◆ **指示と要件**:
ポリエステル樹脂に関する文書の【解決手段】において、酸化チタン粒子の含有量はどの範囲と定められていますか。

◆ **ページ抜粋**:
━━━━━━━━━━
説明

ポリエステル樹脂及びそれを用いてなる繊維

【課題】 重縮合触媒としてアンチモン化合物を用いなくても重合することができ、かつ、色調が良好で優れた発色性を有するポリエステル繊維を得ることができるポリエステル樹脂とポリエステル繊維を提供する。
【解決手段】 ポリエステルを構成する繰り返し単位が主にエチレンテレフタレート単位であり、酸化チタン粒子を0.005〜1.0質量%、アルミニウム化合物とマグネシウム化合物からなる固溶体の表面にチタン酸からなる被覆層を形成させた化合物を30〜200ppm含有し、下記式(1)を満足していることを特徴とするポリエステル樹脂及びそれよりなるポリエステル繊維。
Y>32X+68 (1)
ただし、X:酸化チタン粒子の含有量(質量%)
Y:樹脂の色調L値

【発明の詳細な説明】
【技術分野】
【0001】
本発明は、ポリエステル樹脂及びそれを用いてなるポリエステル繊維に関するものである。
【背景技術】
【0002】
ポリエステル、特にポリエチレンテレフタレート(以下、PETと略記する。)はその優れた機械的特性と化学的特性のため、 衣料用、産業用等の繊維のほか、磁気テープ用、コンデンサー用等のフィルムあるいはボトル等の成形物用として広く用いられている。
【0003】
通常、PETの重合には、三酸化アンチモンに代表されるアンチモン化合物が広く用いられている。三酸化アンチモンは安価で、かつ優れた触媒活性を有する触媒であるが、重縮合時に金属アンチモンが析出するため、得られたポリエステル樹脂に黒ずみや異物が発生するという問題を有している。その結果、これを溶融紡糸して繊維とした際に、染色物の発色性が劣るという欠点があった。
【0004】
これに対し、重縮合触媒として三酸化アンチモンを用いながらも、ポリエステル樹脂の黒ずみや異物の発生を抑制する試みが行われている。例えば、重縮合触媒として三酸化アンチモンとビスマス及びセレンの化合物を用いることで、ポリエステル樹脂中の黒色異物の生成を抑制する方法が提案されている(特許文献1参照)。また、重縮合触媒としてナトリウムと鉄の酸化物を含有する三酸化アンチモンを用いて、金属アンチモンの析出を抑制する方法が開示されている(特許文献2参照)。
【0005】
一方、近年環境面からアンチモンの安全性に関する問題が指摘されており、アンチモンを含まない重縮合触媒並びにこれを用いたポリエステル樹脂の開発が望まれている。三酸化アンチモンの代わりとなる重縮合触媒としては、例えばテトラアルコキシチタネートがすでに提案されているが、これを用いて製造されたポリエステル樹脂は着色が著しく、熱分解を容易に起こすなどの問題がある。
【0006】
また、テトラアルキルチタネートとマグネシウム化合物とを接触させた成分を触媒として使用することが提案されている(特許文献3参照)が、この触媒においても得られるPETの着色の問題は解決するに至っていない。
━━━━━━━━━━
◆ **データ抜粋**:
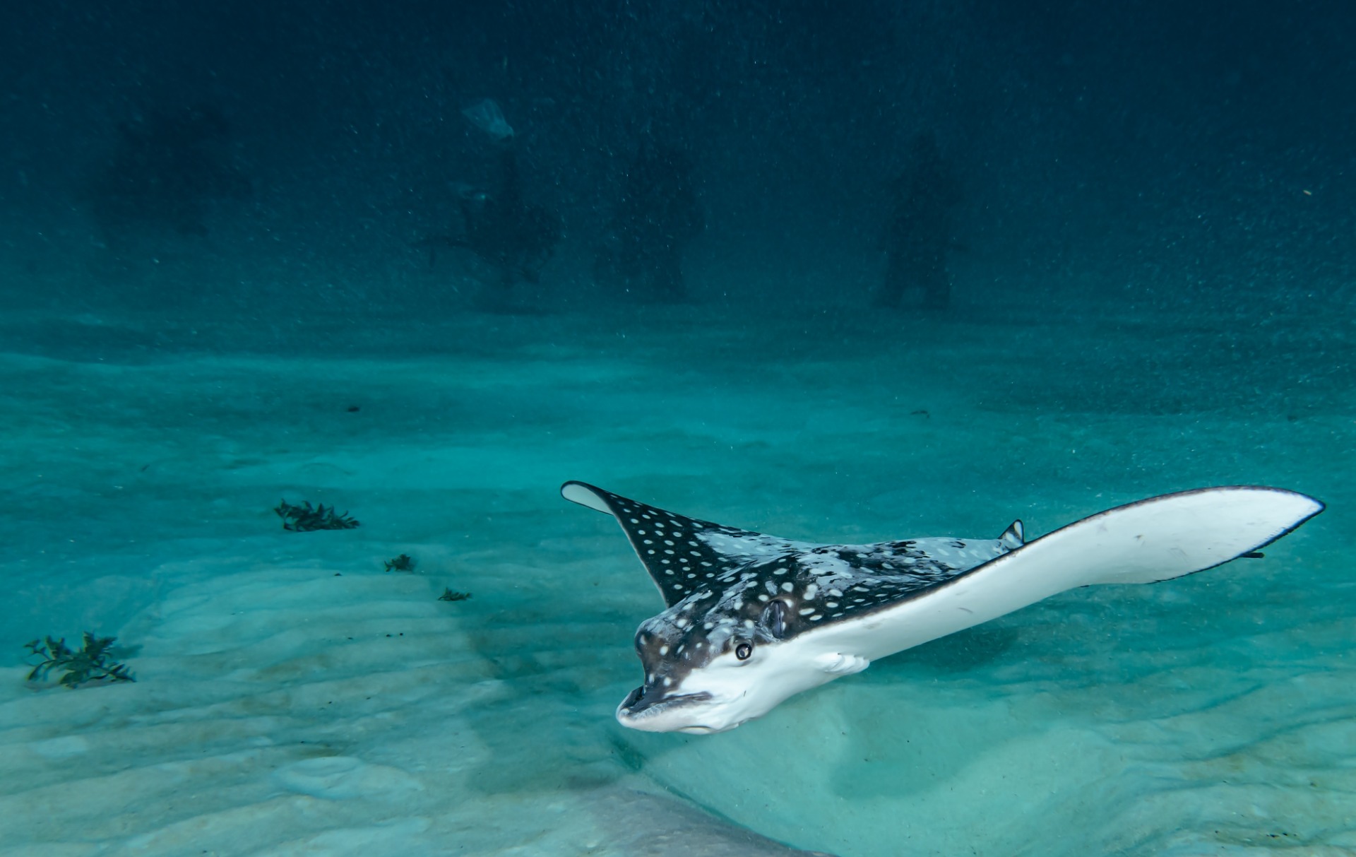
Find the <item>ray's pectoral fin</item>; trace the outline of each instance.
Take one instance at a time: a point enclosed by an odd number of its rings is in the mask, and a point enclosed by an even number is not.
[[[795,544],[677,515],[587,483],[568,481],[560,487],[560,495],[617,519],[670,607],[701,587],[715,586],[724,572],[765,560],[769,552],[786,551]]]

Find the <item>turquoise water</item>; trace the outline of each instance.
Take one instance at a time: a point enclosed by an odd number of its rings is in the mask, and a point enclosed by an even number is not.
[[[12,315],[0,854],[1356,849],[1356,346],[1325,300],[317,311],[285,348],[229,315]],[[1211,484],[1329,510],[1261,561],[650,735],[613,709],[660,605],[567,479],[845,542]],[[283,532],[279,498],[362,526]],[[136,683],[24,685],[22,643],[87,628]]]

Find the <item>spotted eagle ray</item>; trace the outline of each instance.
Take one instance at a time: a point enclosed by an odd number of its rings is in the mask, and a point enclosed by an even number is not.
[[[663,595],[640,624],[644,683],[622,725],[711,734],[872,660],[1093,583],[1157,583],[1257,551],[1323,510],[1281,488],[1197,488],[1117,506],[1025,541],[906,538],[822,545],[677,515],[568,481],[610,514]]]

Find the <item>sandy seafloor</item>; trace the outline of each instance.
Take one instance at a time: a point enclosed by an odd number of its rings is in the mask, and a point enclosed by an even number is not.
[[[0,856],[1356,854],[1353,338],[1246,301],[9,315]],[[659,599],[567,479],[814,541],[1211,484],[1329,510],[648,735],[613,709]],[[83,629],[137,682],[24,683]]]

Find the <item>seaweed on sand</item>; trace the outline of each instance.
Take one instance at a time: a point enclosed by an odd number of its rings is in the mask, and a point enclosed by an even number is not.
[[[26,643],[28,658],[41,658],[41,663],[30,666],[28,681],[46,681],[47,675],[56,671],[62,673],[61,685],[65,687],[79,687],[85,682],[134,682],[132,671],[126,664],[113,659],[110,650],[117,637],[96,637],[88,631],[84,632],[84,645],[79,651],[66,645],[65,637],[57,640],[34,640]]]
[[[306,500],[301,506],[293,506],[287,500],[282,500],[274,507],[274,511],[282,518],[282,529],[292,530],[293,533],[351,530],[358,526],[358,522],[350,518],[347,511],[338,514],[334,506],[327,509],[324,503],[312,509],[311,500]]]

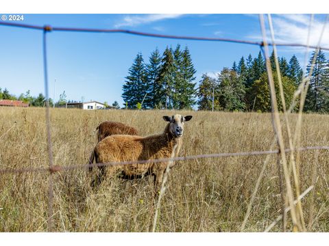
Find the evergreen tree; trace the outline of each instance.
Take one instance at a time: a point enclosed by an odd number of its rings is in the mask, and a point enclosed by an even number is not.
[[[216,80],[208,76],[207,74],[203,74],[197,92],[197,96],[199,98],[197,101],[197,109],[199,110],[212,110],[212,96],[214,96],[215,98],[215,92],[217,93],[217,89]],[[219,109],[218,98],[215,98],[214,110]]]
[[[272,68],[272,71],[276,71],[276,55],[274,55],[274,51],[272,51],[271,56],[269,57],[269,62],[271,62],[271,67]],[[265,65],[266,67],[266,65]]]
[[[235,71],[224,68],[219,74],[219,101],[227,111],[243,111],[245,108],[245,88]]]
[[[171,48],[167,46],[161,60],[161,70],[159,81],[164,87],[162,105],[166,109],[173,108],[173,86],[175,79],[175,64]]]
[[[192,109],[195,104],[195,95],[196,92],[195,80],[196,70],[194,68],[188,49],[185,47],[182,53],[182,64],[180,72],[182,75],[182,81],[178,88],[179,100],[178,109]]]
[[[280,72],[281,74],[281,77],[288,76],[289,68],[288,62],[287,62],[286,58],[284,57],[279,58],[278,62],[279,62]]]
[[[294,81],[296,86],[302,82],[303,70],[295,55],[293,55],[289,61],[287,76]]]
[[[175,66],[175,72],[173,74],[173,108],[178,109],[180,101],[182,98],[183,93],[183,86],[184,83],[184,78],[183,75],[183,54],[180,51],[180,45],[178,44],[176,49],[173,51],[173,61]]]
[[[312,61],[316,51],[313,51],[307,66],[307,75],[310,73]],[[310,77],[308,91],[305,102],[305,109],[313,111],[329,111],[328,105],[328,68],[324,52],[320,49],[317,53],[312,74]]]
[[[115,107],[116,108],[118,108],[118,109],[120,107],[118,102],[117,102],[116,100],[112,104],[112,106]]]
[[[253,59],[251,54],[249,54],[248,57],[247,58],[247,73],[246,73],[246,81],[245,81],[245,87],[249,89],[252,87],[252,83],[254,81],[254,70],[252,69]]]
[[[143,102],[148,88],[144,60],[141,53],[137,54],[132,66],[129,68],[129,75],[125,79],[125,83],[123,86],[122,98],[129,109],[134,109],[137,103]],[[144,104],[143,107],[145,107]]]
[[[279,110],[282,110],[282,104],[280,96],[279,84],[278,75],[276,72],[273,73],[274,79],[274,87],[276,90],[276,96],[278,101]],[[293,94],[296,87],[293,80],[287,77],[282,77],[283,90],[284,92],[284,100],[287,105],[289,105],[293,97]],[[263,112],[271,111],[271,96],[269,94],[269,83],[267,74],[264,72],[260,78],[255,81],[250,90],[251,98],[254,98],[252,109],[255,111],[261,111]]]
[[[9,94],[9,91],[7,88],[5,88],[3,92],[2,92],[2,99],[11,99],[12,96]]]
[[[266,71],[265,62],[262,53],[259,51],[257,58],[254,59],[252,69],[253,70],[252,83],[258,79],[264,72]]]
[[[247,77],[248,76],[247,73],[248,72],[245,65],[245,59],[243,57],[242,57],[240,59],[240,62],[239,62],[237,74],[239,74],[240,79],[243,83],[245,87],[247,87]]]
[[[159,79],[161,71],[161,56],[158,49],[151,53],[146,71],[149,84],[147,92],[151,98],[149,103],[147,102],[147,106],[152,109],[161,108],[162,102],[164,102],[164,92],[163,85]]]
[[[238,72],[238,67],[235,61],[233,62],[233,65],[232,66],[232,70],[236,72]]]

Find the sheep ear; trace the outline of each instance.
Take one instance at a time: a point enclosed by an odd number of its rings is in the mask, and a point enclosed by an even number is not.
[[[188,121],[188,120],[190,120],[191,119],[192,119],[192,117],[193,117],[193,116],[192,116],[192,115],[186,115],[186,116],[185,116],[184,118],[185,119],[185,121]]]
[[[164,121],[167,121],[169,122],[171,122],[171,118],[169,116],[162,116],[162,118],[163,118],[163,120],[164,120]]]

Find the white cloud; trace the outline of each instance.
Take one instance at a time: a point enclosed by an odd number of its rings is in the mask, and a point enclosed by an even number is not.
[[[164,31],[166,30],[164,27],[160,26],[153,27],[152,29],[158,31]]]
[[[266,16],[265,16],[265,18]],[[281,14],[273,15],[273,27],[276,42],[298,43],[307,44],[310,15],[307,14]],[[317,46],[324,26],[324,20],[316,16],[313,20],[310,32],[310,45]],[[271,41],[269,28],[267,27],[267,41]],[[259,31],[257,34],[249,36],[249,38],[262,40]],[[329,23],[327,24],[322,36],[320,45],[329,47]],[[289,48],[291,50],[291,48]],[[305,48],[293,48],[295,52],[305,52]]]
[[[178,18],[181,17],[183,14],[134,14],[127,15],[114,27],[116,28],[122,27],[135,27],[138,25],[148,24],[156,21],[165,19]]]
━━━━━━━━━━
◆ **解答例**:
0.005〜1.0質量%です。